[Opening EXTRACTED INFORMATION section]

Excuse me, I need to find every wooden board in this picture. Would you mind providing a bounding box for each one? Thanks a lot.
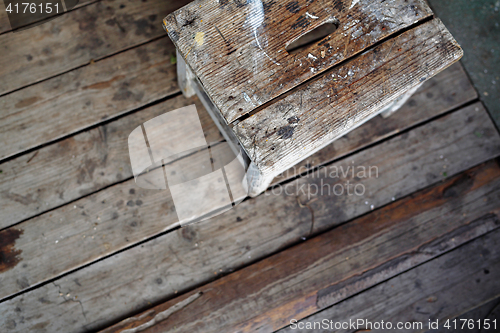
[0,93,224,230]
[277,227,500,333]
[270,62,477,184]
[0,38,178,161]
[0,0,191,97]
[234,18,463,179]
[100,160,500,333]
[0,0,97,34]
[0,62,475,230]
[0,1,11,34]
[164,0,434,123]
[0,103,498,331]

[Closing EXTRACTED INFORMATION section]

◆ EXERCISE DETAILS: Copy every entry exactly, leaving out the pictures.

◆ YOUR RESPONSE:
Excuse me, I need to find every wooden board in this picture. Would you mind providing a bounding box for each one? Thanks a lot.
[0,93,224,230]
[277,227,500,333]
[270,62,477,184]
[0,38,178,161]
[0,0,191,97]
[234,18,463,179]
[100,160,500,333]
[0,0,97,34]
[0,62,475,230]
[0,1,11,34]
[164,0,434,123]
[0,103,498,331]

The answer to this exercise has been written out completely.